(Exercise directions):
Can you render every line of the entries below as a Markdown table with two columns, "Row" for a running number and "Line" for the line itself, leaving out blank lines?

Entries for identifying locations
########

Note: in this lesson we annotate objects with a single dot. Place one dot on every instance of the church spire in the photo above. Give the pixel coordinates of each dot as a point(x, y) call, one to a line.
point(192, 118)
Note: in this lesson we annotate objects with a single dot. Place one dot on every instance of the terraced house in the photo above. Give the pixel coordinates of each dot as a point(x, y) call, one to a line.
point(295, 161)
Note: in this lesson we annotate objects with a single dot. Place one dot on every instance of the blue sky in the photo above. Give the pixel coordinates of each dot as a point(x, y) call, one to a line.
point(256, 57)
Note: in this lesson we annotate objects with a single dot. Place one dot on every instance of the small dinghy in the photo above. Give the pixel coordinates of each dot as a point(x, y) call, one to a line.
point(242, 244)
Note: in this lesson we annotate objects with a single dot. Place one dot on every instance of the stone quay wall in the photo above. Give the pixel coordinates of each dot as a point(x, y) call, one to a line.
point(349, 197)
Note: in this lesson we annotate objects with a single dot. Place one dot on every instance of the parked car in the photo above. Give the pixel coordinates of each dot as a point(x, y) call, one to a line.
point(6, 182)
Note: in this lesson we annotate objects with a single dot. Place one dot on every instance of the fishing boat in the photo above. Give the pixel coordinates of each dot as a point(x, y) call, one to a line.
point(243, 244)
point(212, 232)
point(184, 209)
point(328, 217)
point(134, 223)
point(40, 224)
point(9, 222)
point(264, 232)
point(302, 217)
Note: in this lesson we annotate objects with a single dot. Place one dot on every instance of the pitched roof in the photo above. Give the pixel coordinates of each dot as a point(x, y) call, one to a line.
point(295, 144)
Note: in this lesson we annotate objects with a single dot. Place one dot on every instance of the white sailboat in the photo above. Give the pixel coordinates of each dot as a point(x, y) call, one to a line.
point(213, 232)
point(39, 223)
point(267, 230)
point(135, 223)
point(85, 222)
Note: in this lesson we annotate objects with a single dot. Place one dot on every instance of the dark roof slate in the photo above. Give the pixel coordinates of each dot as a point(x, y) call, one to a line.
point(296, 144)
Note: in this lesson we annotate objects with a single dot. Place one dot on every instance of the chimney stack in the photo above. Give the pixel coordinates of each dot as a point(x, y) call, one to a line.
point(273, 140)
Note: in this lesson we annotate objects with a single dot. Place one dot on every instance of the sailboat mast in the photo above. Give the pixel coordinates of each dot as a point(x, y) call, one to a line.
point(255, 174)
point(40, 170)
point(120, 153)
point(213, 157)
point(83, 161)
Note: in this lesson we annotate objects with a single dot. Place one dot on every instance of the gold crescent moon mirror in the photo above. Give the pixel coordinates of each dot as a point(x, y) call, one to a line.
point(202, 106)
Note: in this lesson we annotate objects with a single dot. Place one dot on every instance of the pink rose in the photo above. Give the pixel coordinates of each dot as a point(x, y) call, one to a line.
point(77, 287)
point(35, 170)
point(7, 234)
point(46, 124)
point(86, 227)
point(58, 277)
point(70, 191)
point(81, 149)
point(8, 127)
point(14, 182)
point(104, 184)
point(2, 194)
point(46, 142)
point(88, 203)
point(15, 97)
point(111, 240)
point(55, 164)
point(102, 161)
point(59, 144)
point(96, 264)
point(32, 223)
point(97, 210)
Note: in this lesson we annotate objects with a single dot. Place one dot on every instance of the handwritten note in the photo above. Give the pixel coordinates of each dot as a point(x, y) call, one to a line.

########

(In response):
| Row | Line |
|---|---|
| 1 | Note: in this lesson we annotate objects with a single dot. Place one dot on every instance of the church spire in the photo above. Give the pixel coordinates of each dot as a point(x, y) call, one to a line. |
| 2 | point(192, 118) |
| 3 | Note: in this lesson we annotate objects with a single dot. Place one dot on every instance of the terraced house in the photo above. Give the pixel coordinates of each dot as a point(x, y) call, one to a line. |
| 4 | point(295, 161) |
| 5 | Note: in this lesson we annotate objects with a single dot. Place one dot on every instance of the blue sky in the photo above. Give the pixel coordinates of each dot as a point(x, y) call, one to a line. |
| 6 | point(256, 57) |
| 7 | Note: in this lesson we annotate objects with a single dot. Place one dot on every instance of the small dinghy in the photo above. Give the pixel coordinates of each dot as a point(x, y) call, one to a line. |
| 8 | point(242, 244) |
| 9 | Note: in this lesson we annotate objects with a single dot. Place one dot on every instance of the stone quay wall in the photo above. Give the pixel coordinates of each dot as a point(x, y) call, one to a line. |
| 10 | point(349, 197) |
| 11 | Note: in this lesson we annotate objects with a single dot. Place one dot on every instance of the parked car in the photo above. Give the pixel coordinates of each dot as a point(x, y) call, one to a line. |
| 12 | point(6, 182) |
| 13 | Note: in this lesson we annotate objects with a single dot. Place one dot on every instance of the fishing boat in the photo above. Give the pixel coordinates of each dot as a point(x, y) call, one to a line. |
| 14 | point(243, 244) |
| 15 | point(212, 232) |
| 16 | point(184, 209) |
| 17 | point(328, 217) |
| 18 | point(134, 223) |
| 19 | point(40, 224) |
| 20 | point(9, 222) |
| 21 | point(264, 232) |
| 22 | point(302, 217) |
| 23 | Note: in this lesson we annotate objects with a single dot. Place one dot on every instance of the pitched roof in the photo above. Give the pixel coordinates of each dot as a point(x, y) call, one to a line. |
| 24 | point(295, 144) |
| 25 | Note: in this lesson we annotate objects with a single dot. Place one dot on every instance of the white sailboat in the photo above. Give the pixel coordinates of each dot as a point(x, y) call, one to a line. |
| 26 | point(213, 232) |
| 27 | point(39, 223) |
| 28 | point(267, 230) |
| 29 | point(135, 223) |
| 30 | point(85, 222) |
| 31 | Note: in this lesson we annotate objects with a single dot. Place one dot on every instance of the dark roof slate in the photo above. Give the pixel coordinates of each dot as a point(x, y) call, one to a line. |
| 32 | point(296, 144) |
| 33 | Note: in this lesson we annotate objects with a single dot. Place one dot on every instance of the chimney stack in the photo above. Give the pixel coordinates of each dot as a point(x, y) call, one to a line. |
| 34 | point(273, 140) |
| 35 | Note: in this lesson we annotate objects with a single dot. Place one dot on every instance of the sailboat mast in the photo above. Give the pixel coordinates of each dot as a point(x, y) call, one to a line. |
| 36 | point(255, 174) |
| 37 | point(40, 170) |
| 38 | point(120, 153) |
| 39 | point(213, 157) |
| 40 | point(83, 161) |
| 41 | Note: in this lesson we annotate objects with a single dot. Place one dot on every instance of the gold crescent moon mirror in the photo above. Give the pixel coordinates of each dot as a point(x, y) call, one to a line. |
| 42 | point(202, 106) |
| 43 | Note: in this lesson we annotate objects with a single dot. Place one dot on every instance of the pink rose in the photo above. Give the pixel coordinates of each dot as a point(x, y) call, one to a line. |
| 44 | point(77, 287) |
| 45 | point(35, 170) |
| 46 | point(7, 234) |
| 47 | point(46, 124) |
| 48 | point(86, 227) |
| 49 | point(58, 277) |
| 50 | point(70, 191) |
| 51 | point(81, 149) |
| 52 | point(8, 127) |
| 53 | point(14, 182) |
| 54 | point(104, 184) |
| 55 | point(2, 194) |
| 56 | point(46, 142) |
| 57 | point(88, 203) |
| 58 | point(15, 97) |
| 59 | point(111, 240) |
| 60 | point(55, 164) |
| 61 | point(102, 161) |
| 62 | point(59, 144) |
| 63 | point(96, 264) |
| 64 | point(32, 223) |
| 65 | point(97, 210) |
| 66 | Note: in this lesson we annotate objects with a single dot. Place one dot on every instance of the handwritten note in the photo above. Give the pixel coordinates of each dot as a point(x, y) call, one to a line. |